→ 依頼内容 1
ページに出てくる「円」を含む金額の表現を、出てくる順にすべて書き出してください。
→ 依頼内容 2
エントリを、「Target: motorboat」を含む行から始めてエントリの最後の行で終わるまで、両端の行も含めてそのまま複写すること。

→ ページ

出典: フリー教科書『ウィキブックス(Wikibooks)』

芸術分野に携わるに当たって、作品に多く触れることはたびたび重要視されます。しかし、高校生が鑑賞を行う機会というものは、実はあまり多いものではありません。

美術部の説明だと分かりづらいので、吹奏楽部を例に説明します。吹奏楽分野で一番身近にある鑑賞の機会は、他校など外部の演奏会でしょう。自校も参加する合同コンサートなどがあれば、自然と他校の演奏を鑑賞すると思います。しかし、それ以外の日は普段の稽古(けいこ)で忙しく、鑑賞をできません。地域外だと、交通費も掛かってしまいますし。特に私立高校の場合は土曜授業を行っている学校も多く、土日日程の演奏会でも私立高校の出番は日曜日に設定されていたりします。実際に地域主催で1週間の地域交流の芸術イベントがあっても、学生を対象とする企画は土曜日・日曜日だけであることが多いです。学生さんは平日の月~金曜日には授業があるのです。

1990年代後半の社会批評の漫画『ゴーマニズム宣言』で、大学生の学生運動団体がデモ行進を平日の月~金曜に企画・実行したのでマンガ作者が批判したのですが、(作中では上述のような理由は説明されていませんが)上述のような教育事情の背景があります。児童福祉法などの規制により、大人たちは高校卒業以下の年齢の子供たちの学業を邪魔してはいけないのです。ですから、多くの団体や業界のイベントのスケジュール管理は、そういうのを考慮しています。例えばNHKテレビドラマの子供キャラの配役などは、声変わり前の小学生くらいの男子児童の役をドラマでは成人女性が演技しており、そういう法律的な背景もあります。民放はどうだか知りません。

余談ですが、民営のイベント会場やレンタル会議室などのレンタルをする際、土日祝日は料金が1.5~2倍とかなり割高になることが多いです。一方で公民館はどの市町村でも土日も平日も均一ですが、イベント内容に制限がつきますし基本的に地元民優先です。(例えば一企業の就職説明会とかには、公民館は使えないと思います。)公民館のレンタル料金を見ると、数千円とかの金額なので、ついつい会場レンタルの市場は安そうに誤解しますが、実は民間のイベント会場などの料金はじつは十万円以上とか普通に行きます。(一企業の就職説明会とかで外部イベント会場をレンタルする場合、民間の10万円以上の出費になり、かなり出費が痛い。)なので、土日にだけ高校で連れていかれる芸術鑑賞祭イベントを見さられる高校生は、実はとても優遇されているのです。(もし民間のレンタル会場だと、土日は2倍価格で20万円だったりするのが普通)

この10万円の相場も、あくまでオプションなしの価格であり、単なるビル内の広間をレンタルとして貸し出しているようなレンタルイベント会場での相場に過ぎません。もし、各国首脳の滞在先として挙げられるような東京都心の高級ホテルなどの広間をレンタルイベント会場として借りようとすると、編集者の予想とはなりますが、もう数百万円とか掛かると思います。

→ エントリ一覧
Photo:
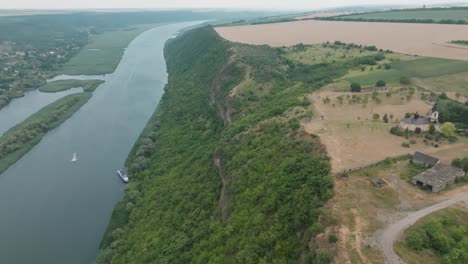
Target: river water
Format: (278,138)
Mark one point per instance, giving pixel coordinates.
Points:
(21,108)
(56,211)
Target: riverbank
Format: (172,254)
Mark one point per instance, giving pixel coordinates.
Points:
(63,85)
(220,164)
(17,141)
(103,52)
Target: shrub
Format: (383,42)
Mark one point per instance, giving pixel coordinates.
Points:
(324,258)
(448,129)
(385,118)
(380,83)
(443,96)
(396,131)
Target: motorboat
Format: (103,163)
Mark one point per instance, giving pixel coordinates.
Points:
(123,175)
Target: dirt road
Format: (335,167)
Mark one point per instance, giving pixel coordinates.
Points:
(393,232)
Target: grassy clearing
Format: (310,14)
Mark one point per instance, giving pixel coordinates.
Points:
(319,54)
(62,85)
(103,53)
(17,141)
(455,83)
(448,235)
(436,15)
(419,68)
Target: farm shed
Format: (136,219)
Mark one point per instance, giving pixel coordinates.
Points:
(378,182)
(425,160)
(438,177)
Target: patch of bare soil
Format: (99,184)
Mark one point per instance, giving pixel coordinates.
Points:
(360,211)
(429,40)
(353,138)
(324,14)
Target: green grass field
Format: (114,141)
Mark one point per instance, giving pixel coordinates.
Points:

→ 回答全文 1
数千円
十万円以上
10万円以上
20万円
10万円
数百万円

→ 回答全文 2
Target: motorboat
Format: (103,163)
Mark one point per instance, giving pixel coordinates.
Points:
(123,175)
Target: dirt road
Format: (335,167)
Mark one point per instance, giving pixel coordinates.
Points:
(393,232)
Target: grassy clearing
Format: (310,14)
Mark one point per instance, giving pixel coordinates.
Points:
(319,54)
(62,85)
(103,53)
(17,141)
(455,83)
(448,235)
(436,15)
(419,68)
Target: farm shed
Format: (136,219)
Mark one point per instance, giving pixel coordinates.
Points:
(378,182)
(425,160)
(438,177)
Target: patch of bare soil
Format: (99,184)
Mark one point per instance, giving pixel coordinates.
Points:
(360,211)
(429,40)
(353,138)
(324,14)
Target: green grass field
Format: (114,141)
Mark one point per instance, giving pixel coordinates.
Points:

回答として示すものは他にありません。